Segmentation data
►
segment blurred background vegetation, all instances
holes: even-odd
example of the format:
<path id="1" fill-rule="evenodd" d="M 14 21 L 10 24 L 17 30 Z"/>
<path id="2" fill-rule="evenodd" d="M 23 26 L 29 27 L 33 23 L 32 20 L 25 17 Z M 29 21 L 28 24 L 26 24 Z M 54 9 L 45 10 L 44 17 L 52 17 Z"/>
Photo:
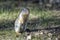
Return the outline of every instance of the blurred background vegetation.
<path id="1" fill-rule="evenodd" d="M 60 0 L 0 0 L 1 40 L 14 37 L 14 22 L 24 7 L 30 10 L 29 29 L 60 26 Z"/>

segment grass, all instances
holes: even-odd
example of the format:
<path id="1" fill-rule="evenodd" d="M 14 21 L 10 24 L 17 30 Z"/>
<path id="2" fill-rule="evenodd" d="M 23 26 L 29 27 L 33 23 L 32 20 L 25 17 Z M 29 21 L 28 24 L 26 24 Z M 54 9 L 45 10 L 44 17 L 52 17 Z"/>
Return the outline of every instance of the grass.
<path id="1" fill-rule="evenodd" d="M 16 40 L 14 33 L 14 21 L 19 15 L 21 9 L 12 9 L 12 10 L 0 10 L 0 40 Z M 60 12 L 50 11 L 50 10 L 40 10 L 40 9 L 30 9 L 30 17 L 28 28 L 45 28 L 48 26 L 59 25 Z M 32 40 L 43 40 L 43 37 L 33 37 Z"/>
<path id="2" fill-rule="evenodd" d="M 0 3 L 0 6 L 1 6 L 0 8 L 0 40 L 16 40 L 15 32 L 14 32 L 14 21 L 18 17 L 19 12 L 21 12 L 21 9 L 23 7 L 15 8 L 14 3 L 12 3 L 11 9 L 6 7 L 7 2 Z M 8 3 L 7 6 L 10 6 L 10 5 L 11 5 L 11 1 Z M 28 6 L 31 6 L 31 4 L 29 4 Z M 37 6 L 38 5 L 32 5 L 32 7 L 29 7 L 30 9 L 30 16 L 29 16 L 29 22 L 28 22 L 29 29 L 36 29 L 36 28 L 41 29 L 41 28 L 55 27 L 60 25 L 59 11 L 41 10 Z M 39 37 L 33 36 L 32 40 L 44 40 L 44 38 L 47 39 L 48 36 L 47 35 L 39 35 Z M 23 36 L 21 37 L 21 40 L 22 39 L 23 39 Z"/>

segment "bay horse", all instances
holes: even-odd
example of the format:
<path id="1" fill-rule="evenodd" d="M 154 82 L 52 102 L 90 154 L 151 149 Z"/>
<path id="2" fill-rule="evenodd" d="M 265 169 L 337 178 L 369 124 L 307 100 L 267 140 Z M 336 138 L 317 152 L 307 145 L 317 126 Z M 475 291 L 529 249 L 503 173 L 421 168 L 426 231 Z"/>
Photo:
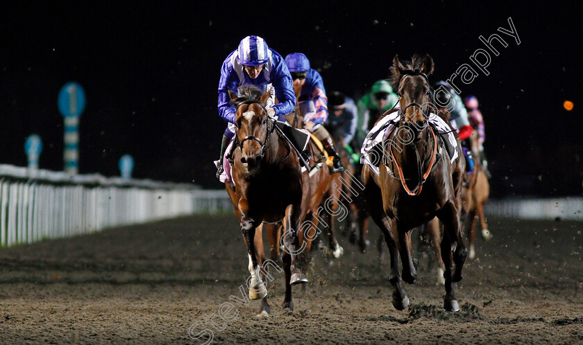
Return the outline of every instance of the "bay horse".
◄
▶ [TASK PROMPT]:
Arrange every line of the segmentation data above as a Markdown table with the columns Line and Text, numbering the rows and omitting blank lines. Leave the pictures out of the table.

▶ [EXERCISE RESULT]:
| Line | Text |
|---|---|
| 1 | segment blurred background vegetation, all instances |
| 2 | holes: even-odd |
| 3 | example of the format: |
| 4 | <path id="1" fill-rule="evenodd" d="M 14 21 L 10 24 L 17 30 Z"/> |
| 5 | <path id="2" fill-rule="evenodd" d="M 23 26 L 29 27 L 33 23 L 32 20 L 25 17 Z M 29 21 L 28 24 L 26 24 Z M 54 9 L 45 10 L 44 17 L 52 17 Z"/> |
| 6 | Photo: |
| 7 | Return the outline of every instance of the blurred background vegetation. |
| 8 | <path id="1" fill-rule="evenodd" d="M 60 0 L 0 0 L 1 40 L 14 37 L 14 22 L 24 7 L 30 10 L 29 29 L 60 26 Z"/> |
| 9 | segment grass, all instances |
| 10 | holes: even-odd |
| 11 | example of the format: |
| 12 | <path id="1" fill-rule="evenodd" d="M 14 21 L 10 24 L 17 30 Z"/> |
| 13 | <path id="2" fill-rule="evenodd" d="M 23 26 L 29 27 L 33 23 L 32 20 L 25 17 Z M 29 21 L 28 24 L 26 24 Z M 54 9 L 45 10 L 44 17 L 52 17 Z"/> |
| 14 | Return the outline of every instance of the grass. |
| 15 | <path id="1" fill-rule="evenodd" d="M 16 40 L 14 33 L 14 21 L 19 15 L 21 9 L 12 9 L 12 10 L 0 10 L 0 40 Z M 60 12 L 50 11 L 50 10 L 40 10 L 40 9 L 30 9 L 30 17 L 28 28 L 45 28 L 48 26 L 59 25 Z M 32 40 L 43 40 L 43 37 L 33 37 Z"/> |
| 16 | <path id="2" fill-rule="evenodd" d="M 0 3 L 0 6 L 1 6 L 0 8 L 0 40 L 16 40 L 15 32 L 14 32 L 14 21 L 18 17 L 19 12 L 21 12 L 21 9 L 23 7 L 15 8 L 14 3 L 12 3 L 11 9 L 6 7 L 7 2 Z M 8 3 L 7 6 L 10 6 L 10 5 L 11 5 L 11 1 Z M 28 6 L 31 6 L 31 4 L 29 4 Z M 37 6 L 38 5 L 32 5 L 32 7 L 29 7 L 30 9 L 30 16 L 29 16 L 29 22 L 28 22 L 29 29 L 36 29 L 36 28 L 41 29 L 41 28 L 55 27 L 60 25 L 59 11 L 41 10 Z M 39 37 L 33 36 L 32 40 L 44 40 L 44 38 L 47 39 L 48 36 L 47 35 L 39 35 Z M 23 36 L 21 37 L 21 40 L 22 39 L 23 39 Z"/> |
| 17 | segment "bay horse", all instances |
| 18 | holes: even-odd |
| 19 | example of the format: |
| 20 | <path id="1" fill-rule="evenodd" d="M 154 82 L 52 102 L 90 154 L 151 149 Z"/> |
| 21 | <path id="2" fill-rule="evenodd" d="M 265 169 L 337 178 L 369 124 L 307 100 L 267 140 Z M 336 138 L 317 152 L 307 145 L 317 126 Z M 475 291 L 529 249 L 503 173 L 421 168 L 426 231 Z"/> |
| 22 | Photo: |
| 23 | Return the outline of every instance of the "bay horse". |